[INFORMATION GIVEN]:
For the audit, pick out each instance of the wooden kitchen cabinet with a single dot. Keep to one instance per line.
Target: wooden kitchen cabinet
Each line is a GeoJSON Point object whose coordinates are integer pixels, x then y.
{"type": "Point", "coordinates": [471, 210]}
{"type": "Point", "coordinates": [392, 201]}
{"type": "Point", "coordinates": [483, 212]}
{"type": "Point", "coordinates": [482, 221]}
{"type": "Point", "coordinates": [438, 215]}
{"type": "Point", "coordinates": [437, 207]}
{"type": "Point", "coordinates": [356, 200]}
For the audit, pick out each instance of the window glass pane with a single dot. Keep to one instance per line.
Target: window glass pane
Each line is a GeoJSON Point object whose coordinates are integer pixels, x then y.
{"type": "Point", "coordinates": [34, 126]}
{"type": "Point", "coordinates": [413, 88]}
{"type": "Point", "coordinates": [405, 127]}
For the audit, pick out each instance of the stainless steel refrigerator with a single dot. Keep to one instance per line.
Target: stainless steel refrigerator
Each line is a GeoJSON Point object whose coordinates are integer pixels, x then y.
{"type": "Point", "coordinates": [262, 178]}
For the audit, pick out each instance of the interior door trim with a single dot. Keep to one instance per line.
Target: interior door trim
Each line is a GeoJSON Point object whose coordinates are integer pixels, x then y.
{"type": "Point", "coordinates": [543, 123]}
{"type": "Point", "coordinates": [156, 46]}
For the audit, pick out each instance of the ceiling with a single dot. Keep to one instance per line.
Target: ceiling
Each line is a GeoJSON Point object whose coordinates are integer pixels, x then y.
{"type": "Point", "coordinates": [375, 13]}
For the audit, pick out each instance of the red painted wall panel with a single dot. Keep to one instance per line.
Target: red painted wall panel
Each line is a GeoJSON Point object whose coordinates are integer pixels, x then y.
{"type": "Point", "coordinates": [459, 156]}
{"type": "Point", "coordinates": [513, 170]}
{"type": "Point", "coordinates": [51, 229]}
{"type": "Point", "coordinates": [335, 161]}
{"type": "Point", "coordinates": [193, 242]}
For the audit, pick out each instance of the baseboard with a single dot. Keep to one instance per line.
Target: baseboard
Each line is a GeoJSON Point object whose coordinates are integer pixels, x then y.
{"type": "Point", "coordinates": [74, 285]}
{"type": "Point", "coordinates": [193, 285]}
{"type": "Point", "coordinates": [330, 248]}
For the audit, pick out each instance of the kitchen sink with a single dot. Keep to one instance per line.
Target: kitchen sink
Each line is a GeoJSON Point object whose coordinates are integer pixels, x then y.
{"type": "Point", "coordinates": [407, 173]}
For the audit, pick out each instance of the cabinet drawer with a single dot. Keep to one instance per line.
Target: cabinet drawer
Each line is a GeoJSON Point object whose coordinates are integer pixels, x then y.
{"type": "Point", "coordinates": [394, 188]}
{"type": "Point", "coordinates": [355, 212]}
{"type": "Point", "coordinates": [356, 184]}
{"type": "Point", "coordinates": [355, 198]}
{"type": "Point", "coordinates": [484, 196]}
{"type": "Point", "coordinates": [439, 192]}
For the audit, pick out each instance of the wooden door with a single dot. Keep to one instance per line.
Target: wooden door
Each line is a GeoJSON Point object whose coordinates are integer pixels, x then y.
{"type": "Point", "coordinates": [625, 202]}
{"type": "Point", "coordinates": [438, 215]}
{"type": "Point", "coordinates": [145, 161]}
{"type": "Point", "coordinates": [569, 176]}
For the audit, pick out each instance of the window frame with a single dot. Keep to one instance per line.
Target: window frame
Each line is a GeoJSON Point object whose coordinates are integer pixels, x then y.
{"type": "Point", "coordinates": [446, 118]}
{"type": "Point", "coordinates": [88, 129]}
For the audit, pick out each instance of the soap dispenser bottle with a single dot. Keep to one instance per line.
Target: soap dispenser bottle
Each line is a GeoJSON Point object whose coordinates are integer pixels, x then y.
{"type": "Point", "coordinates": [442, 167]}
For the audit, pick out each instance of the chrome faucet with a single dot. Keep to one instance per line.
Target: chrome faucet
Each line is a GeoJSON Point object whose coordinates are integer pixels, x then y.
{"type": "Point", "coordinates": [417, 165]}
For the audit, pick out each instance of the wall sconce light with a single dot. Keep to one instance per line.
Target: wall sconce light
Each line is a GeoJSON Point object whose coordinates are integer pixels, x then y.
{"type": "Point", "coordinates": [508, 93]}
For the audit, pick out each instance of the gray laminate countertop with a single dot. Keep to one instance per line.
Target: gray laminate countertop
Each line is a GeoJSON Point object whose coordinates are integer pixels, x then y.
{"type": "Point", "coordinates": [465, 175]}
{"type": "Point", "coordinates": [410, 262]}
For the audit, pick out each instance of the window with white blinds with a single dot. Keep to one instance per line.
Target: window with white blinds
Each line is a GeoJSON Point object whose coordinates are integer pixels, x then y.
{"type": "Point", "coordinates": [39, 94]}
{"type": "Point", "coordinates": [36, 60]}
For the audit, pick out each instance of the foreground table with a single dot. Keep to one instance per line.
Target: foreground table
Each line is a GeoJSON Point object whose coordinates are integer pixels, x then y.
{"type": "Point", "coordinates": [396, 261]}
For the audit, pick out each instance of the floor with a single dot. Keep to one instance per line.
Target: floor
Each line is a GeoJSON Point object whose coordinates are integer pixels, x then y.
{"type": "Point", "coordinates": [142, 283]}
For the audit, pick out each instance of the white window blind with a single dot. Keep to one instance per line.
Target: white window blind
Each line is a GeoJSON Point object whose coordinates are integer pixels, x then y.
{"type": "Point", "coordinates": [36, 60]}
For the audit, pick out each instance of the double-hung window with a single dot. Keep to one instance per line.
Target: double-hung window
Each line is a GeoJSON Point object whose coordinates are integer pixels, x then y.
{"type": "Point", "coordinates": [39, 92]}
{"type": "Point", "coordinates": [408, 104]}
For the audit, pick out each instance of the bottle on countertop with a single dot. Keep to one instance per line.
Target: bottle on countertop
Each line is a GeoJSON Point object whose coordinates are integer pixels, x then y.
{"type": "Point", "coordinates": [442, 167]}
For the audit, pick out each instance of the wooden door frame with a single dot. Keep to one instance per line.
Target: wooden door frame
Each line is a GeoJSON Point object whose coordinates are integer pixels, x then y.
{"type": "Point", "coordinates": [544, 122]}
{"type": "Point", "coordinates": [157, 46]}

[YOUR TASK]: Reproduce the lines above, beginning at the line with "For the audit, pick out each instance of the wall" and stopping after the line with "Target: foreground table", exactly as they are.

[EXERCISE ANSWER]:
For the audit, pick out each instance of the wall sconce light with a single dot. Keep to one instance per line.
Target: wall sconce light
Each line is a GeoJSON Point object whose coordinates are integer pixels, x then y.
{"type": "Point", "coordinates": [508, 93]}
For the audit, pick out each instance of the gray laminate countertop with a single dot. Keep to one instance per line.
Target: gray laminate countertop
Each line is a GeoJSON Point object whose coordinates are integer pixels, x then y.
{"type": "Point", "coordinates": [465, 175]}
{"type": "Point", "coordinates": [410, 262]}
For the audit, pick out each instance of the window with white blinds with a single dot. Keep to one instance per line.
Target: window with white blinds
Each line is a GeoJSON Point object whose coordinates are integer pixels, x then y.
{"type": "Point", "coordinates": [39, 94]}
{"type": "Point", "coordinates": [36, 60]}
For the audit, pick out each instance of the foreground table with a single dot. Keep to one instance per line.
Target: foreground table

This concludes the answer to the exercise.